[Required actions]
• A. Answer these questions using the bankruptcy opinion below. Label each answer with its matching numeral.
(i) On what date did the debtors sign the "Statement of Borrowers Financial Condition"?
(ii) How much did the debtors owe Household Finance Corporation?
(iii) Who served as Interim Trustee?
• B. Could you write out the stretch of the bankruptcy opinion from "Harry Altenberg, Philadelphia, Pa., Interim" through "Pacific's loan manager.", swapping "loan manager" for "credit manager"?
• C. How would the bankruptcy opinion continue past its last sentence? Extend it.

[Extracted text]
....
10 B.R. 687 | Bankr. E.D. Pa. | 1981
In re Martin WHITING and Janet C. Whiting, Debtors.
PACIFIC FINANCE DISCOUNT COMPANY, Plaintiff,
v.
Martin WHITING and Janet C. Whiting, Defendants.
United States Bankruptcy Court, E.D. Pennsylvania.
*688 Jack K. Miller, Philadelphia, Pa., for debtors.
Stanton C. Kelton, III, Cornwells Heights, Pa., for plaintiff.
Harry Altenberg, Philadelphia, Pa., Interim Trustee.
OPINION
WILLIAM A. KING, Jr., Bankruptcy Judge.
Presently before the Court is the Complaint of Pacific Finance Discount Company ("Pacific") opposing the discharge of a debt owed by Martin and Janet C. Whiting, debtors in a Chapter 7 proceeding. Debtors have counterclaimed seeking counsel fees under Section 523(d) of the Bankruptcy Reform Act of 1978 ("Code"), 11 U.S.C. § 523(d).[1]
The facts may be briefly summarized as follows: On May 11, 1979, an application for joint credit was prepared by Pacific based on information submitted in a telephone conversation by either debtors' real estate broker or the debtors themselves. This application was approved by Pacific's loan manager.
On May 14, 1979, the debtors executed and signed a "Statement of Borrowers Financial Condition" ("Financial Statement") (def. exhibit B) and obtained their loan of one thousand five hundred five dollars and forty cents ($1,505.40). The note specified monthly payments of one hundred forty dollars ($140.00) with a total repayment of one thousand six hundred eighty dollars ($1,680.00) including a one hundred seventy four dollars and sixty cents ($174.60) finance charge. To date, approximately nine hundred and fifty dollars ($950.00) remains unpaid.
The financial statement failed to disclose debts of four thousand one hundred dollars ($4,100.00) owing to Household Finance Corporation incurred in March of 1979 and two thousand five hundred dollars ($2,500.00) owing to First Federal Savings and Loan incurred in July of 1977.
....
[Dataset excerpt]

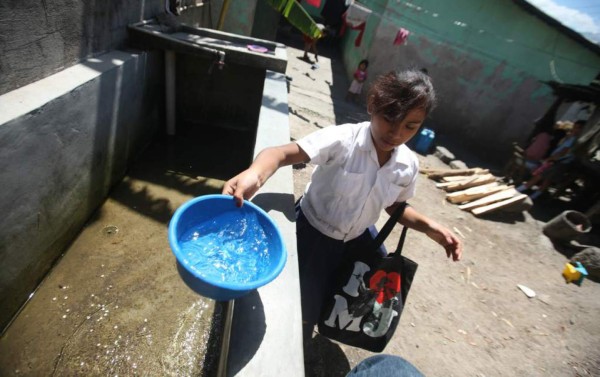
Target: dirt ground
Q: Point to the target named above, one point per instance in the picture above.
(464, 318)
....
[Answers to the tasks]
• A.
(i) May 14, 1979
(ii) $4,100.00
(iii) Harry Altenberg

• B.
Harry Altenberg, Philadelphia, Pa., Interim Trustee.
OPINION
WILLIAM A. KING, Jr., Bankruptcy Judge.
Presently before the Court is the Complaint of Pacific Finance Discount Company ("Pacific") opposing the discharge of a debt owed by Martin and Janet C. Whiting, debtors in a Chapter 7 proceeding. Debtors have counterclaimed seeking counsel fees under Section 523(d) of the Bankruptcy Reform Act of 1978 ("Code"), 11 U.S.C. § 523(d).[1]
The facts may be briefly summarized as follows: On May 11, 1979, an application for joint credit was prepared by Pacific based on information submitted in a telephone conversation by either debtors' real estate broker or the debtors themselves. This application was approved by Pacific's credit manager.

• C.
On the financial statement, Mrs. Whiting wrote "We owe no other debts." and also answered in the negative the question, "Did any person tell you that it was not necessary to list all debts above?".
On February 25, 1980 the debtors filed a voluntary petition under Chapter 7. Pacific has timely objected to the discharge of this debt under Section 523(a)(2) of the Bankruptcy Code[2] alleging that the loan was *689 made in reliance upon a false financial statement.
The established law relating to dischargeability of debts under § 17(a) of the Bankruptcy Act has, for the most part, been incorporated into the dischargeability section of the new Code. See § 523(a)(2), supra. Accordingly, the existing case law construing § 17 of the Act is applicable to and should be followed in the resolution of dischargeability questions under § 523(a)(2) of the Code. In re Jones, 3 B.R. 410, 6 B.C.D. 68 (W.D.Va.1980); In re Tomeo, 1 B.R. 673 (E.D.Pa.1979).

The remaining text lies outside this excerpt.